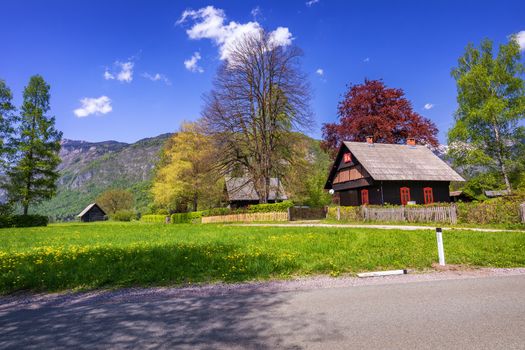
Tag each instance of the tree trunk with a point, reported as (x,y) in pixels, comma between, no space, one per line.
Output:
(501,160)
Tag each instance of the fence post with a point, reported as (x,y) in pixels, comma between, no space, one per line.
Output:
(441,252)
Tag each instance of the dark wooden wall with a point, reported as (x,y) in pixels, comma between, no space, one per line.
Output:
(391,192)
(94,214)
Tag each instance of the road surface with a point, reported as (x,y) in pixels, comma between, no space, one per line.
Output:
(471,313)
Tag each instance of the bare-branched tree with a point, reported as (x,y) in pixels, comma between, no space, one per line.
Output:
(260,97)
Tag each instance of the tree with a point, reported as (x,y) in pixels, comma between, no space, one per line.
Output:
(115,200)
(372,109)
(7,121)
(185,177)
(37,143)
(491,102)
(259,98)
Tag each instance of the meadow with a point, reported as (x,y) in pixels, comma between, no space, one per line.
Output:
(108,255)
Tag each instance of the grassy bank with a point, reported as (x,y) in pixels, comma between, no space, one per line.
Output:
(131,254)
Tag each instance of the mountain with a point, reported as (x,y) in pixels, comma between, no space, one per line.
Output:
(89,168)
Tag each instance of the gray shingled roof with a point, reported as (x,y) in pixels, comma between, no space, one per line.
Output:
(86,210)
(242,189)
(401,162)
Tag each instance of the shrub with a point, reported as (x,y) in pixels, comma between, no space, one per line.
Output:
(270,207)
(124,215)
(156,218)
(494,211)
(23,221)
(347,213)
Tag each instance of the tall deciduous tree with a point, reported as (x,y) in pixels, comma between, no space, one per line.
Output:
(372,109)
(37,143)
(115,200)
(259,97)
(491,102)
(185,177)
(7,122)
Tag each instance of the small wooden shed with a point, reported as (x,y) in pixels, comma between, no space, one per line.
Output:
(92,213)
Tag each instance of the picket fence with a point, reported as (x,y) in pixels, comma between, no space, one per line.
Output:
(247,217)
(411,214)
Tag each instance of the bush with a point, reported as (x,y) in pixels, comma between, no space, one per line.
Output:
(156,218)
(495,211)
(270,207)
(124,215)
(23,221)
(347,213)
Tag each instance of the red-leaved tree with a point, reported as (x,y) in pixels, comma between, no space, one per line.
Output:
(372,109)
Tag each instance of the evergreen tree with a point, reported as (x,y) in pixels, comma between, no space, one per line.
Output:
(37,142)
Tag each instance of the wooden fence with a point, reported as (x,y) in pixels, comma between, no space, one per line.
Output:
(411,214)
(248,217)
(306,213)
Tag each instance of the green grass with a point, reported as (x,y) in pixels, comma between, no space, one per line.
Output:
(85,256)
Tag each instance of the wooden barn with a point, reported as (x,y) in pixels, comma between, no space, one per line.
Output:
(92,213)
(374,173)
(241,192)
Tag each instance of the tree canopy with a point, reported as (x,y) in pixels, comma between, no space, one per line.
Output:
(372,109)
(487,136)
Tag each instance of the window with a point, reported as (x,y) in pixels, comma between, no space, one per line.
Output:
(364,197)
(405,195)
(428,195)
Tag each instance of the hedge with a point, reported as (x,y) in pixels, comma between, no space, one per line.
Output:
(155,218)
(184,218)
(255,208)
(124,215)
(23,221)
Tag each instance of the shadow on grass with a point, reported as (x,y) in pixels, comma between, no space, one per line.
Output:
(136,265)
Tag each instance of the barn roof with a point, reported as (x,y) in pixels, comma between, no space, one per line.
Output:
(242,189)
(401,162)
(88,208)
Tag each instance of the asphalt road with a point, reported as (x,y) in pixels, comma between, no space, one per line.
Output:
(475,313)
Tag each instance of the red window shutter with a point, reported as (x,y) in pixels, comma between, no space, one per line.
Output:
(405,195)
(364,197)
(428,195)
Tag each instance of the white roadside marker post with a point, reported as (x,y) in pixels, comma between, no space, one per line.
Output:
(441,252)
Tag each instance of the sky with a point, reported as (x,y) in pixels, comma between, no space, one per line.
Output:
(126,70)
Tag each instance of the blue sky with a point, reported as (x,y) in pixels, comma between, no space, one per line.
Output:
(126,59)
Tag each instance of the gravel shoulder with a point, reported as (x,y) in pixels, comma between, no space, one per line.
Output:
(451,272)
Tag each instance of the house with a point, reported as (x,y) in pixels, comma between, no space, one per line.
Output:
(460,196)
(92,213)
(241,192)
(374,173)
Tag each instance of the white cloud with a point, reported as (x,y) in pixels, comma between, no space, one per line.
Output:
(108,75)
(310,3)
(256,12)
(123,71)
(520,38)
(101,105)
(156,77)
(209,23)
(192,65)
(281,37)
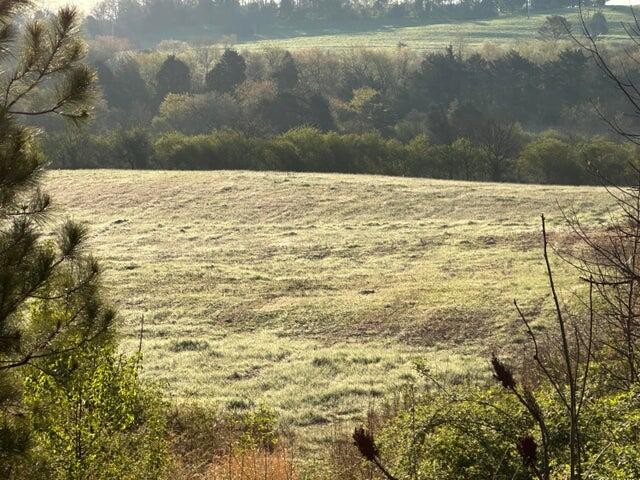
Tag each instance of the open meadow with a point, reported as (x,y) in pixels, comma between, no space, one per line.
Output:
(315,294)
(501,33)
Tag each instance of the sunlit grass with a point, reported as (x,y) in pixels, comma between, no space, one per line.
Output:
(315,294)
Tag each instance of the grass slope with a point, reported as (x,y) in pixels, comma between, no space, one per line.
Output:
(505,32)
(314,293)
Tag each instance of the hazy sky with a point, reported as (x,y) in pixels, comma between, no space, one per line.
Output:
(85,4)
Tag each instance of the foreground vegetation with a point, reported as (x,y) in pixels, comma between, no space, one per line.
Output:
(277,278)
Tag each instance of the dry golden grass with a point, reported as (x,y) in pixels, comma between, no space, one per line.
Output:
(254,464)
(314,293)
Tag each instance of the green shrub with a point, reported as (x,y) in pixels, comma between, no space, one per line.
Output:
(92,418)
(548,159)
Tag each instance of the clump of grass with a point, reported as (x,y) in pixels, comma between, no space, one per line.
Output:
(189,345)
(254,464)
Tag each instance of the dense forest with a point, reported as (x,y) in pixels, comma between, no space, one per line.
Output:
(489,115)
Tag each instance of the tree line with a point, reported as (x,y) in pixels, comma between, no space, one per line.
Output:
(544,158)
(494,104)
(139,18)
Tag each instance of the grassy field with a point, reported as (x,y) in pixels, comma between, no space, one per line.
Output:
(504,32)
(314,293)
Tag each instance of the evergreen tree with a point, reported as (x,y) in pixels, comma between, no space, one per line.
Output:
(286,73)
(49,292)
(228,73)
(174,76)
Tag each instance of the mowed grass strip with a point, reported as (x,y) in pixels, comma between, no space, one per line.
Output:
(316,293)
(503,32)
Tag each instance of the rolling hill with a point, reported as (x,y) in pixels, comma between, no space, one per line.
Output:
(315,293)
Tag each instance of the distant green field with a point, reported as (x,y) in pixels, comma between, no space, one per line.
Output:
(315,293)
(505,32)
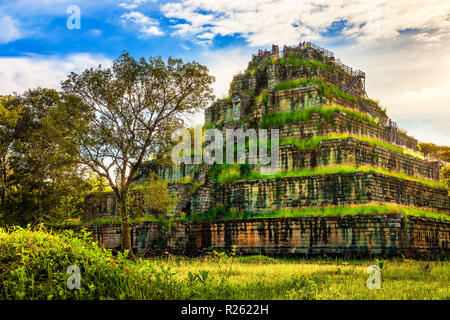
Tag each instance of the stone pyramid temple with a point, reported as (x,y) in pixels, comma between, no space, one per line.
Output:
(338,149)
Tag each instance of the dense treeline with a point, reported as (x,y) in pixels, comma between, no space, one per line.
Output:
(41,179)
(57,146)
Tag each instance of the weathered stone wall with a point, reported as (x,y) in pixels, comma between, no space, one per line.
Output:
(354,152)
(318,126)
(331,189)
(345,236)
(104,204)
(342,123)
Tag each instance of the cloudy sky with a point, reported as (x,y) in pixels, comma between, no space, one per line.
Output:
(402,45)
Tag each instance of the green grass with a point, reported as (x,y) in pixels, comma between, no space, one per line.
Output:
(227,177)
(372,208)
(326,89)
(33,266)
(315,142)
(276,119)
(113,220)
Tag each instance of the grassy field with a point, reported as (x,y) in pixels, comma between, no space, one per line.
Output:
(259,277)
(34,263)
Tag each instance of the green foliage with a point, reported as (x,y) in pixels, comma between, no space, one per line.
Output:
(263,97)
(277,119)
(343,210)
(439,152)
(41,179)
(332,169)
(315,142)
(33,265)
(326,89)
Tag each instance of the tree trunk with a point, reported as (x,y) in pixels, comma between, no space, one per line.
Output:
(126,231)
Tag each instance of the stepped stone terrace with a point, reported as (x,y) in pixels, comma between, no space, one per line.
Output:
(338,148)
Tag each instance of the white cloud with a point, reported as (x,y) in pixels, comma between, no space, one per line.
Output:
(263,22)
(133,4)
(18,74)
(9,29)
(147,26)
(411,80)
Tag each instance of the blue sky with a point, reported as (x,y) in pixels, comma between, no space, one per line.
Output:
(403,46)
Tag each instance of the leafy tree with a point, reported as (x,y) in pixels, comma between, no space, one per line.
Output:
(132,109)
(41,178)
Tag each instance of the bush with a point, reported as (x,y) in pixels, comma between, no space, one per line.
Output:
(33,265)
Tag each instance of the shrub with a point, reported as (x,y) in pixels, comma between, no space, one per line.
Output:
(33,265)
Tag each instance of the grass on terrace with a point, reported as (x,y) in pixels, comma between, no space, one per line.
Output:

WRITTEN PROBLEM :: Copy out exactly the lines from the line with "Tag each instance of the leafy" to the end of the listing, including both of those lines, and give nothing else.

TASK RESPONSE ::
Tag each instance of the leafy tree with a point, reported as (x,y) in pixels, comma between, no space, one per line.
Output:
(132,109)
(41,178)
Tag each instance of the bush with a point, reported as (x,y) in pixels, comma between, no space, one per line.
Output:
(33,265)
Tag each instance of the shrub with a point, reported as (x,y) in pixels, comma between, no space, one per line.
Output:
(33,265)
Tag each instance of the grass on terrace with a point, reported as (x,y) in pixels, comma between, no space, one per line.
Output:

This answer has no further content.